**Extracted information:**
################

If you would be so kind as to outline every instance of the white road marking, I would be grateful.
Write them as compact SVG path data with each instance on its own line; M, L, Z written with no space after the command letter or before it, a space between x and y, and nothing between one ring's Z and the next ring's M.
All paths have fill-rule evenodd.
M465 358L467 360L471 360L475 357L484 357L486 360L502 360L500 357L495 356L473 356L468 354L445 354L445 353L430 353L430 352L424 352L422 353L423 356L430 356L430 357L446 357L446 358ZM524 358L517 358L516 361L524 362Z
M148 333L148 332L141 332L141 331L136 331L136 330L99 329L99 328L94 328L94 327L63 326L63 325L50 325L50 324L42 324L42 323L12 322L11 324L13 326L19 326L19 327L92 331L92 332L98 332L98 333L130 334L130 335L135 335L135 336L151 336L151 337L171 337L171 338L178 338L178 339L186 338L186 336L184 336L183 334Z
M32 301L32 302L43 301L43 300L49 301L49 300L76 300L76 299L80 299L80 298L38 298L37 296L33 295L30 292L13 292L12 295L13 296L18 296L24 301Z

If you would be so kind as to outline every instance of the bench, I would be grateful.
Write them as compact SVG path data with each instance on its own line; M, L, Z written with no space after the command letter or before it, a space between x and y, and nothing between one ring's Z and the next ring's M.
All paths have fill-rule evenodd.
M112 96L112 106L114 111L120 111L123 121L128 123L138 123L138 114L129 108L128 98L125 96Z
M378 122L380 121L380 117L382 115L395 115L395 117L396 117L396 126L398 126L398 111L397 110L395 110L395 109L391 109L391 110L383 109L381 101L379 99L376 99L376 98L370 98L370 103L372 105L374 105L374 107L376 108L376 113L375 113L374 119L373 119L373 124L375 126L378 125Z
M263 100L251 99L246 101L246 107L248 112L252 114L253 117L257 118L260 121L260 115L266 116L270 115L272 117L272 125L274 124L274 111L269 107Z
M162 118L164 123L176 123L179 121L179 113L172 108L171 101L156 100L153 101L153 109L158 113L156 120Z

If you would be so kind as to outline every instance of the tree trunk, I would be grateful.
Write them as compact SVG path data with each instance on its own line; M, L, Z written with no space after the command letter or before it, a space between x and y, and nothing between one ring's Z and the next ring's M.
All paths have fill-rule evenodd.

################

**Task goal:**
Copy the material above word for word, from its first line to its last.

**Task response:**
If you would be so kind as to outline every instance of the white road marking, I would be grateful.
Write them as compact SVG path data with each instance on its own line; M, L, Z written with no space after the command letter or before it, a space between x and y, and nothing between one ring's Z and the next ring's M.
All paths have fill-rule evenodd.
M465 358L467 360L471 360L475 357L484 357L486 360L502 360L500 357L495 356L473 356L468 354L445 354L445 353L430 353L430 352L424 352L422 353L423 356L430 356L430 357L446 357L446 358ZM524 358L517 358L516 361L524 362Z
M148 333L148 332L141 332L141 331L136 331L136 330L99 329L99 328L94 328L94 327L63 326L63 325L50 325L50 324L42 324L42 323L12 322L11 324L13 326L19 326L19 327L92 331L92 332L98 332L98 333L130 334L130 335L135 335L135 336L151 336L151 337L171 337L171 338L178 338L178 339L186 338L186 336L184 336L183 334Z
M32 301L32 302L43 301L43 300L49 301L49 300L76 300L76 299L80 299L80 298L38 298L37 296L33 295L30 292L13 292L12 295L13 296L18 296L24 301Z

If you would be so kind as to outline every instance of the bench, I would be grateful.
Write them as compact SVG path data with each instance on its own line; M, L, Z written with no space after the command letter or before it, a space between x and y, and nothing between one ring's Z and the next ring's M.
All paths have fill-rule evenodd.
M112 96L112 106L114 111L120 111L123 121L128 123L138 123L138 114L129 108L128 98L125 96Z
M378 122L380 121L380 117L382 115L395 115L395 117L396 117L396 126L398 126L398 111L397 110L395 110L395 109L391 109L391 110L383 109L381 101L379 99L376 99L376 98L370 98L370 103L372 105L374 105L374 107L376 108L376 113L375 113L374 119L373 119L373 124L375 126L378 125Z
M263 100L251 99L246 101L246 107L248 112L252 114L253 117L257 118L260 121L260 115L266 116L270 115L272 117L272 125L274 124L274 111L269 107Z
M162 118L164 123L176 123L179 121L179 113L172 108L171 101L156 100L153 101L153 109L158 113L156 120Z

If you would be so kind as to outline every instance of the tree trunk, I would be grateful.
Write them as compact SVG path data with each instance on its own line; M, L, Z written with no space after the command letter or before it, a space between x and y, and nothing between one ring's Z and the next ring's M.
All paths have fill-rule evenodd.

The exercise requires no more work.